YOUR ASSIGNMENT - Write the data below out again, unchanged.

(Items listed in a dataset)
---

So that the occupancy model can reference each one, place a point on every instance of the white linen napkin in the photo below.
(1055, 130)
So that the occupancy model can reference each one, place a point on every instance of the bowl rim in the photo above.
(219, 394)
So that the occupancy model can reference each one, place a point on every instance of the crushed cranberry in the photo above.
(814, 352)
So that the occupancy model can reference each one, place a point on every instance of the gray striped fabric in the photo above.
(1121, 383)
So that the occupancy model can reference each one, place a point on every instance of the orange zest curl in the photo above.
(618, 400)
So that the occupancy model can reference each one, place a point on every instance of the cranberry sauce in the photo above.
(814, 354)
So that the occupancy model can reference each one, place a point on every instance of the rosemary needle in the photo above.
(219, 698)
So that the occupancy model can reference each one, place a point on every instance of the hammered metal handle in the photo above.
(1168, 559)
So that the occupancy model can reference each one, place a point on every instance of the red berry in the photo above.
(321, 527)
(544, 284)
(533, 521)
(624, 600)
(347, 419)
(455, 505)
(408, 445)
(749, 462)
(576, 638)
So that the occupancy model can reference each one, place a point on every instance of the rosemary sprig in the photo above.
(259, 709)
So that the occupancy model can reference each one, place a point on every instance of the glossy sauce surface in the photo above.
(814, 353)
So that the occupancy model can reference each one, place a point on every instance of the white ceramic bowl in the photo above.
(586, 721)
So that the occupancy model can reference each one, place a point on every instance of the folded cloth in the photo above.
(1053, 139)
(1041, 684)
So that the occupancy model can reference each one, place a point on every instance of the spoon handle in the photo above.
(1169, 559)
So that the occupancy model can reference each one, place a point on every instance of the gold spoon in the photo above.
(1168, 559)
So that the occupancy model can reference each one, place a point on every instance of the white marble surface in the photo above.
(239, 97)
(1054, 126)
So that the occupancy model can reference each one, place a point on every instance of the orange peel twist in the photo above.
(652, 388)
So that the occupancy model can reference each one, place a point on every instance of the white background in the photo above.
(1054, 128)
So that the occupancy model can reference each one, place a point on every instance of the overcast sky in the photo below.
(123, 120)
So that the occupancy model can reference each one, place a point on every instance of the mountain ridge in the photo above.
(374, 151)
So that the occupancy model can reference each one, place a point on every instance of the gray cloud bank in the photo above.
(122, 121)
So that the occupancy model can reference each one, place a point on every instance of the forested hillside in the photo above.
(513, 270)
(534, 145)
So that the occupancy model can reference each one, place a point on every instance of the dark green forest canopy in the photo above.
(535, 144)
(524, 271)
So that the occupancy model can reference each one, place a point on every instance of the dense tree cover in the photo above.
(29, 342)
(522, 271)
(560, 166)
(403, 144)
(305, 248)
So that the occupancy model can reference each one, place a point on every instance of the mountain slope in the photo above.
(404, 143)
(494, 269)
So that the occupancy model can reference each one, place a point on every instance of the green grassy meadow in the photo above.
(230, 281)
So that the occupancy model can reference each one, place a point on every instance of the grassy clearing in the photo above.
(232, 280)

---

RESULT OF THE TASK -
So that the occupancy model can reference each one, place a point on every instance of the white linen napkin in the photo below.
(1055, 130)
So that the occupancy model can reference each one, place a point on every instance of the bowl rim in the photo above.
(219, 394)
So that the occupancy model can reference each one, place a point on every instance of the crushed cranberry in the photo above.
(814, 352)
So that the occupancy model can reference each one, place a point on every instance of the gray striped fabric in the photo above.
(1121, 383)
So that the occupancy model can reference each one, place a point on every instance of the orange zest curl in the photo above.
(618, 400)
So that the occupancy model can reference each one, place a point on every instance of the cranberry sauce in the photo above.
(814, 354)
So that the occupancy model can reference each one, place a point on every instance of the rosemary needle in the photo above.
(219, 698)
So that the occupancy model can reference each one, place a point on every instance of the hammered metal handle in the photo above.
(1168, 559)
So that the occupancy model can reference each one, place a point on every instance of the red berry in the photo above.
(321, 527)
(544, 284)
(533, 521)
(624, 600)
(347, 419)
(455, 505)
(408, 445)
(749, 462)
(576, 638)
So that the occupancy model can reference each one, place a point on every instance of the rosemary sprig in the photo above.
(259, 709)
So that the occupancy model can reference each one, place a point on every instance of the glossy sauce surface in the photo above.
(814, 353)
So that the occupancy model can reference each one, place a point on every instance of the white ceramic bowl in the photo above.
(586, 721)
So that the occupancy model can reference each one, place a point on every instance of the folded cloth in the photo above.
(1053, 139)
(1041, 684)
So that the occupancy model can reference each one, place a point on every instance of the spoon handle in the photo above.
(1169, 559)
So that the occupancy model can reference each one, place a point on every instance of the gold spoon in the photo above.
(1168, 559)
So that the occupancy model can reference each one, place a point on every instance of the white marble surface in the photo above.
(239, 97)
(1054, 126)
So that the occupancy model can reference each one, place a point on every instance of the orange peel twist in the photo above.
(652, 388)
So that the occupancy model can reference each one, place a point on every instance of the white background in the photo above.
(1054, 128)
So that the occupancy model can reference each one, place a point on every instance of the overcast sky in the photo below.
(123, 120)
So that the occupancy model can reference each one, place a point on every instance of the mountain ridge in the photo above.
(374, 151)
So that the occupancy model can reference each one, place a point on every instance of the gray cloud bank in the photo above.
(122, 121)
So that the occupancy model can reference each one, place a point on every instance of the forested hillside in the photo above.
(513, 270)
(534, 145)
So that the occupancy model can reference each one, place a point on every instance of the dark green forest canopy in the photo above.
(535, 144)
(524, 271)
So that the occupancy model can reference each one, place a point on every instance of the dense tree cover in the photo above.
(29, 342)
(522, 271)
(560, 166)
(403, 144)
(305, 248)
So that the occupancy model can reference each one, place a point on every instance of the mountain slope in the photo above.
(404, 143)
(494, 269)
So that the occupancy model can reference each one, place a point on every instance of the green grassy meadow in the photo above.
(230, 281)
So that the occupancy model can reference each one, place a point on every instance of the grassy clearing in the photo above.
(232, 280)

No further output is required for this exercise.